§ Texto:
********

Dez perguntas e respostas para entender o novo ensino médio

Gabriela com o filho Oliver, aluno do EDI Rachel de Queiroz, no Centro do RIo
Gabriela com o filho Oliver, aluno do EDI Rachel de Queiroz, no Centro do RIo Foto: Marcelo Theobald / Agência O Globo
Bruno Alfano

Oliver, de 4 anos, vai estudar o currículo do novo ensino médio. É verdade que ainda vai levar um tempo para o menino chegar lá, mas o destino dele está sendo decidido agora. O projeto ainda está tramitando e o que não faltam são dúvidas e polêmicas. Por isso, o EXTRA ouviu educadores que estão participando do processo para responder dez perguntas sobre como será essa etapa escolar no futuro.

O tema também será abordado nesta segunda-feira no Educação 360 Jovem, encontro com especialistas no assunto realizado por O Globo e Extra, com patrocínio master de Sesi, patrocínio de Fundação Telefônica e colégio pH, e apoio TV Globo, Futura, Unesco, Unicef, Instituto Inspirare e Companhia das Letras.

Tudo no novo ensino médio dependerá da Base Nacional Comum Curricular (BNCC). A versão mais recente do documento foi finalizada pelo Ministério da Educação (MEC) este mês e enviada ao Conselho Nacional de Educação (CNE), que ainda poderá fazer mudanças até finalizar o documento.

Depois disso, as redes de ensino terão a liberdade de criar estruturas diferentes: um colégio poderá manter um currículo tradicional e outro poderá criar um sistema de módulos ou créditos, por exemplo. Os modelos variados estarão liberados desde que cada escola respeite a carga horária mínima de 3 mil horas e que 1.800 (60%) delas — equivalentes a uma média de três horas por dia durante os três anos — sejam do conteúdo obrigatório definido pela BNCC. O restante será escolhido por cada estudante.

********

§ Instruções das tarefas:
1. Devolva, sem nenhuma alteração, o trecho do texto sobre o novo ensino médio que vai desde "Depois disso, as" até "por cada estudante.".
2. Prossiga a redação do texto sobre o novo ensino médio a partir do ponto em que ele termina.

§ Dados fornecidos:

********

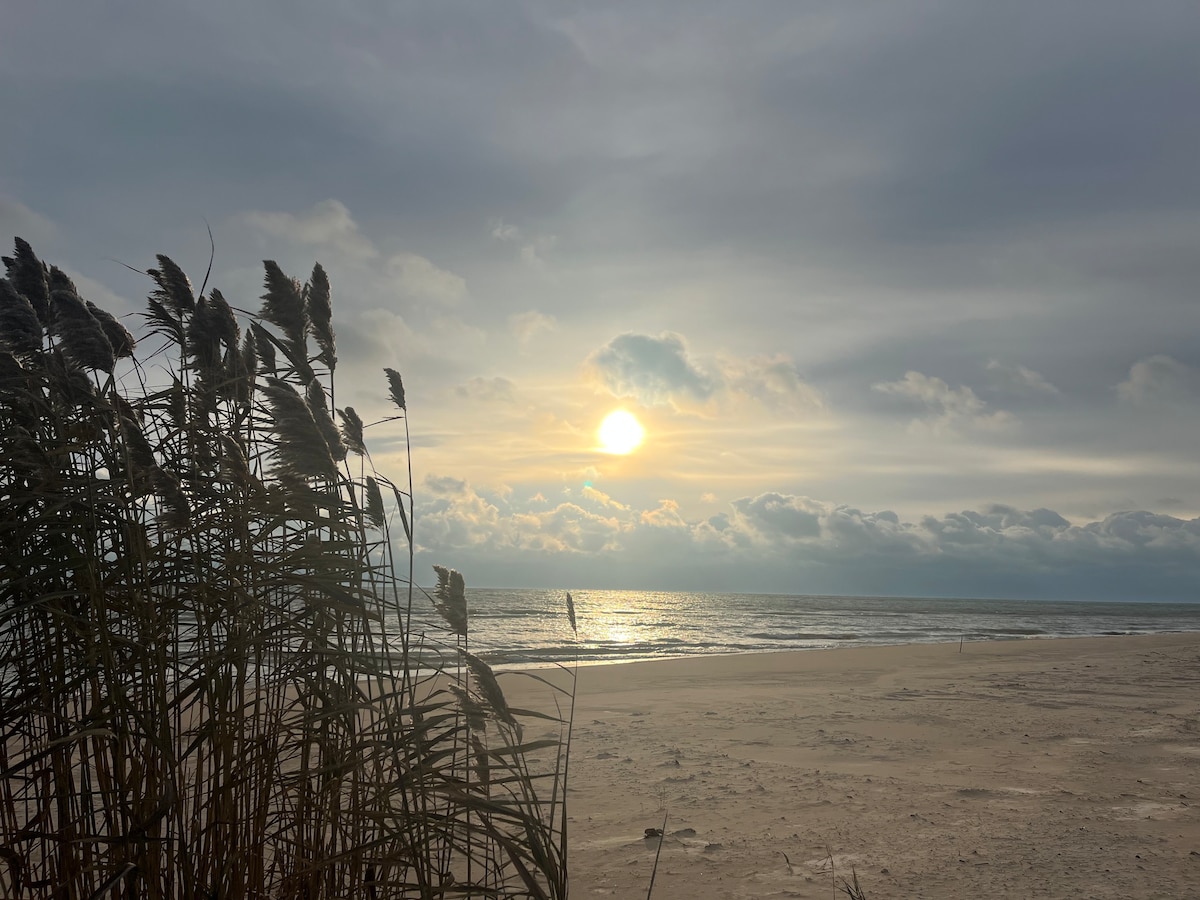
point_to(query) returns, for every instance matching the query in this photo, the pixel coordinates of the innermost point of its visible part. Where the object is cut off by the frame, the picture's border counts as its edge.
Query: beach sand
(1012, 769)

********

§ Respostas dos exercícios:
1.
Depois disso, as redes de ensino terão a liberdade de criar estruturas diferentes: um colégio poderá manter um currículo tradicional e outro poderá criar um sistema de módulos ou créditos, por exemplo. Os modelos variados estarão liberados desde que cada escola respeite a carga horária mínima de 3 mil horas e que 1.800 (60%) delas — equivalentes a uma média de três horas por dia durante os três anos — sejam do conteúdo obrigatório definido pela BNCC. O restante será escolhido por cada estudante.

2.
— Não deverá ser fácil escolher. Mas acho importante ouvir mais o aluno — diz a designer Gabriela Moreno, 23 anos, mãe de Oliver.

Confira abaixo as respostas para as principais dúvidas sobre as mudanças.

1 – A BNCC do ensino médio é um currículo?

Não. O documento abandona a ideia de disciplinas (que é adotada pela BNCC do ensino fundamental) e adota o conceito de “áreas do conhecimento”. São quatro: Linguagens e suas Tecnologias; Matemática e suas Tecnologias; Ciências da Natureza e suas Tecnologias; e Ciências Humanas e Sociais Aplicadas. Cada umas dessas áreas tem algumas competências que os alunos devem adquirir, ao longo dos três anos, aprendendo algumas habilidades. Por exemplo: uma das três competências que o aluno deve adquirir nas Ciências da Natureza e suas Tecnologias é “construir e utilizar interpretações sobre a dinâmica da Vida, da Terra e do Cosmos para elaborar argumentos, realizar previsões sobre o funcionamento e a evolução dos seres vivos e do Universo, e fundamentar decisões éticas e responsáveis”. Para isso, são sete habilidades que ele deve aprender, como “elaborar explicações e previsões a respeito dos movimentos de objetos na Terra, no Sistema Solar e no Universo com base na análise das interações gravitacionais”. A BNCC também aponta métodos, para além das aulas tradicionais, como laboratórios, oficinas e incubadoras.

2 – O que são os “itinerários formativos” e como será a divisão dos três anos do ensino médio?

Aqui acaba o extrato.